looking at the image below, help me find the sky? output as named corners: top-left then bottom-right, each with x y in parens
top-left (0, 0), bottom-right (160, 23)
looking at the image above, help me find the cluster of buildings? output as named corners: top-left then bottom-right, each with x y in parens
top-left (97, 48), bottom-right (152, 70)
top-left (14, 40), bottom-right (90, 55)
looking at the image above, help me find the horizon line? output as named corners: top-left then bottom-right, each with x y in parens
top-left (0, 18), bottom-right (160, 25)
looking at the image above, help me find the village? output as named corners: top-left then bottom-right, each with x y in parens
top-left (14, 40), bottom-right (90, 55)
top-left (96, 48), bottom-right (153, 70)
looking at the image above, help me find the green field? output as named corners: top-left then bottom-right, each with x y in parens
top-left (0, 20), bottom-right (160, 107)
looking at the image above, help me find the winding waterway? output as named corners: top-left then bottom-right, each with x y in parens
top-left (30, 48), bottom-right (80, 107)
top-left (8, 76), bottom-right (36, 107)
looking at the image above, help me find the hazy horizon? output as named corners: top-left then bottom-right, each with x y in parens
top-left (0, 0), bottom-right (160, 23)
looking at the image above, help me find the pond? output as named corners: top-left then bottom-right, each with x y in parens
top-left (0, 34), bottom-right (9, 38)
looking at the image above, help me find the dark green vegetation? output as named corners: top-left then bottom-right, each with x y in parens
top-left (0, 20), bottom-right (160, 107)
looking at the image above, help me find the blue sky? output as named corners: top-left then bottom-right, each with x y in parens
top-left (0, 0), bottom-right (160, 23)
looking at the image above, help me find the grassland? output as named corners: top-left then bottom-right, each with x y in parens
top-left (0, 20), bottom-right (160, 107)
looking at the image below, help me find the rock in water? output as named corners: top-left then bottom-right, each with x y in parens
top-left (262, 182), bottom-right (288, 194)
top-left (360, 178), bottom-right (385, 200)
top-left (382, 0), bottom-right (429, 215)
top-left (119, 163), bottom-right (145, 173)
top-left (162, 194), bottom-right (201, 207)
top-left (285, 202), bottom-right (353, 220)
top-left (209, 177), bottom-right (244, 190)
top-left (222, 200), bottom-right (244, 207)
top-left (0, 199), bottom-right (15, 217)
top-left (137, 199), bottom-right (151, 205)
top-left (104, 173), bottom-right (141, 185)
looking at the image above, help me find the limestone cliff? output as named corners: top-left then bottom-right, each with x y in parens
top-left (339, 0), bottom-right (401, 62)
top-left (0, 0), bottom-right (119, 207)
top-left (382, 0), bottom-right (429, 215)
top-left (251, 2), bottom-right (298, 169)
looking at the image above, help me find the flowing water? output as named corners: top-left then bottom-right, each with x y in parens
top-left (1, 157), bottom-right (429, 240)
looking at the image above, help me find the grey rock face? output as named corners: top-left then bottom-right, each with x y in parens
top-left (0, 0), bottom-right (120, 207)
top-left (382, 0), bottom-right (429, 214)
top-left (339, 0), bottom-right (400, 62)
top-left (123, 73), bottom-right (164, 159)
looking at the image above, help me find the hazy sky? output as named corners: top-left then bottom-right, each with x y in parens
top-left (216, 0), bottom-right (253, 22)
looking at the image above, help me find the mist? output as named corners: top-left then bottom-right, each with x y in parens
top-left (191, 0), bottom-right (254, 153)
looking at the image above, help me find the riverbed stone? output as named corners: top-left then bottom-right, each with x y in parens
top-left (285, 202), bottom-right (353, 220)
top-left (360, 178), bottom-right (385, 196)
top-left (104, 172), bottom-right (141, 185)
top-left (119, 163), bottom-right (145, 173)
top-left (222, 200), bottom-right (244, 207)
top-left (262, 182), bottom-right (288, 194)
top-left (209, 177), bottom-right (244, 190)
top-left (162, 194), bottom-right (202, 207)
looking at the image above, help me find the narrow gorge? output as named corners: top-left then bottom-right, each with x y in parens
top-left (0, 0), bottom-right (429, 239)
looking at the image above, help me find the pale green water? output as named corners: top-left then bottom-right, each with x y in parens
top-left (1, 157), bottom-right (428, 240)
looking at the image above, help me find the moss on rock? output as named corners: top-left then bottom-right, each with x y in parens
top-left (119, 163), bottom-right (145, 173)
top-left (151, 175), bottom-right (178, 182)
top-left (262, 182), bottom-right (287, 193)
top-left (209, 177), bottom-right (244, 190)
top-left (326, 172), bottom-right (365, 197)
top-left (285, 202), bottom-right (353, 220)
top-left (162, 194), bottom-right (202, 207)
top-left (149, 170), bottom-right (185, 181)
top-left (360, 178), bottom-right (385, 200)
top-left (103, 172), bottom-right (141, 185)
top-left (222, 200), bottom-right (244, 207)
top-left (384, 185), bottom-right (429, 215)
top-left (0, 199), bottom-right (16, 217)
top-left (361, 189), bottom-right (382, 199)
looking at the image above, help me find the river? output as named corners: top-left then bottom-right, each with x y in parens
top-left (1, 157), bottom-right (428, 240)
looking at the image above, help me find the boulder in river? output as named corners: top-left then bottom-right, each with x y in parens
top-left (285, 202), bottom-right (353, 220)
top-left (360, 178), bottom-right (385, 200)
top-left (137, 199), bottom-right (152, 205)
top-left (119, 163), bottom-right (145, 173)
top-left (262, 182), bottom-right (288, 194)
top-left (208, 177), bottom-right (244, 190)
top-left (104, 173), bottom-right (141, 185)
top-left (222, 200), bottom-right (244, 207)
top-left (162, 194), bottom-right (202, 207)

» **ACTIVITY**
Print every record above. Keep each one exactly as it is.

» **RESULT OF THIS EXERCISE**
looking at the image below, help me find the sky? output as named corners: top-left then bottom-right, each with x y in parens
top-left (0, 0), bottom-right (160, 23)
looking at the image above, help me find the cluster of buildings? output as named corners: top-left then bottom-right, each with x y in parens
top-left (97, 48), bottom-right (152, 70)
top-left (14, 40), bottom-right (90, 55)
looking at the image above, help me find the horizon line? output as named corners: top-left then bottom-right, each with x y in parens
top-left (0, 18), bottom-right (160, 25)
looking at the image above, help me find the village? output as named corners: top-left then bottom-right, each with x y in parens
top-left (14, 40), bottom-right (90, 55)
top-left (96, 48), bottom-right (153, 70)
looking at the image above, help me find the green field? output as named corners: top-left then bottom-right, each with x y in parens
top-left (0, 20), bottom-right (160, 107)
looking at the image above, help me find the winding waterway? output as named corners: top-left then bottom-right, each with x y in parens
top-left (30, 48), bottom-right (80, 107)
top-left (8, 76), bottom-right (36, 107)
looking at the image above, help me find the hazy horizon? output as named corners: top-left then bottom-right, each with x y in parens
top-left (0, 0), bottom-right (160, 23)
looking at the image above, help me find the pond? output as named corners: top-left then bottom-right, each with x y in parens
top-left (0, 34), bottom-right (9, 38)
looking at the image above, help me find the dark green vegetation? output as named corners: top-left then bottom-right, each with x y in parens
top-left (0, 20), bottom-right (160, 107)
looking at the image above, help me find the blue sky? output as named corners: top-left then bottom-right, each with x y in parens
top-left (0, 0), bottom-right (160, 23)
looking at the image above, help me find the grassland? output as named corners: top-left then bottom-right, each with x y in parens
top-left (0, 20), bottom-right (160, 107)
looking at the image below, help me find the rock in water? output as named corners: top-left then bottom-right, each with x y in parens
top-left (262, 182), bottom-right (288, 194)
top-left (360, 178), bottom-right (385, 200)
top-left (382, 0), bottom-right (429, 215)
top-left (119, 163), bottom-right (145, 173)
top-left (162, 194), bottom-right (201, 207)
top-left (285, 202), bottom-right (353, 220)
top-left (209, 177), bottom-right (244, 190)
top-left (222, 200), bottom-right (244, 207)
top-left (0, 199), bottom-right (15, 217)
top-left (137, 199), bottom-right (151, 205)
top-left (104, 173), bottom-right (141, 185)
looking at the image above, help me find the limestone cliff? output as named corners: top-left then bottom-right, each with x y in parens
top-left (339, 0), bottom-right (401, 62)
top-left (0, 0), bottom-right (119, 207)
top-left (382, 0), bottom-right (429, 215)
top-left (251, 2), bottom-right (298, 169)
looking at the image above, help me find the flowing water? output as named corners: top-left then bottom-right, each with x y in parens
top-left (1, 157), bottom-right (429, 240)
looking at the image above, help me find the grey rock face? output as named corners: top-left then bottom-right, each with x y in parens
top-left (0, 0), bottom-right (120, 207)
top-left (382, 0), bottom-right (429, 214)
top-left (339, 0), bottom-right (400, 62)
top-left (123, 73), bottom-right (164, 159)
looking at the image above, help me find the hazy sky? output as named corners: top-left then bottom-right, each with x y in parens
top-left (216, 0), bottom-right (253, 22)
looking at the image above, help me find the mist? output as named corners: top-left then bottom-right, each with x y in parens
top-left (191, 0), bottom-right (254, 153)
looking at the image above, help me find the riverbed stone? output as named corners: top-left then bottom-right, each with x y in parens
top-left (285, 202), bottom-right (353, 220)
top-left (360, 178), bottom-right (385, 196)
top-left (104, 172), bottom-right (141, 185)
top-left (119, 163), bottom-right (145, 173)
top-left (222, 200), bottom-right (244, 207)
top-left (262, 182), bottom-right (288, 194)
top-left (209, 177), bottom-right (244, 190)
top-left (162, 194), bottom-right (202, 207)
looking at the image above, help me find the narrow gorge? output as named corners: top-left then bottom-right, each with x y in parens
top-left (0, 0), bottom-right (429, 239)
looking at the image above, help me find the pale green water? output as named corners: top-left then bottom-right, each with x y in parens
top-left (1, 157), bottom-right (428, 240)
looking at the image above, help me find the moss on rock? output as named corners: top-left then bottom-right, each with x y in parens
top-left (119, 163), bottom-right (145, 173)
top-left (151, 175), bottom-right (178, 182)
top-left (262, 182), bottom-right (287, 193)
top-left (209, 177), bottom-right (244, 190)
top-left (326, 172), bottom-right (365, 197)
top-left (285, 202), bottom-right (353, 220)
top-left (162, 194), bottom-right (202, 207)
top-left (149, 170), bottom-right (185, 181)
top-left (360, 178), bottom-right (385, 200)
top-left (103, 172), bottom-right (141, 185)
top-left (222, 200), bottom-right (244, 207)
top-left (384, 185), bottom-right (429, 215)
top-left (0, 199), bottom-right (16, 217)
top-left (361, 189), bottom-right (382, 199)
looking at the image above, help me find the river? output as named corners: top-left then bottom-right, each with x y in parens
top-left (1, 157), bottom-right (428, 240)
looking at the image above, help me find the boulder in river? output as named corners: top-left then bottom-right, each with x y in parens
top-left (285, 202), bottom-right (353, 220)
top-left (360, 178), bottom-right (385, 200)
top-left (137, 199), bottom-right (152, 205)
top-left (119, 163), bottom-right (145, 173)
top-left (262, 182), bottom-right (288, 194)
top-left (208, 177), bottom-right (244, 190)
top-left (104, 173), bottom-right (141, 185)
top-left (222, 200), bottom-right (244, 207)
top-left (162, 194), bottom-right (202, 207)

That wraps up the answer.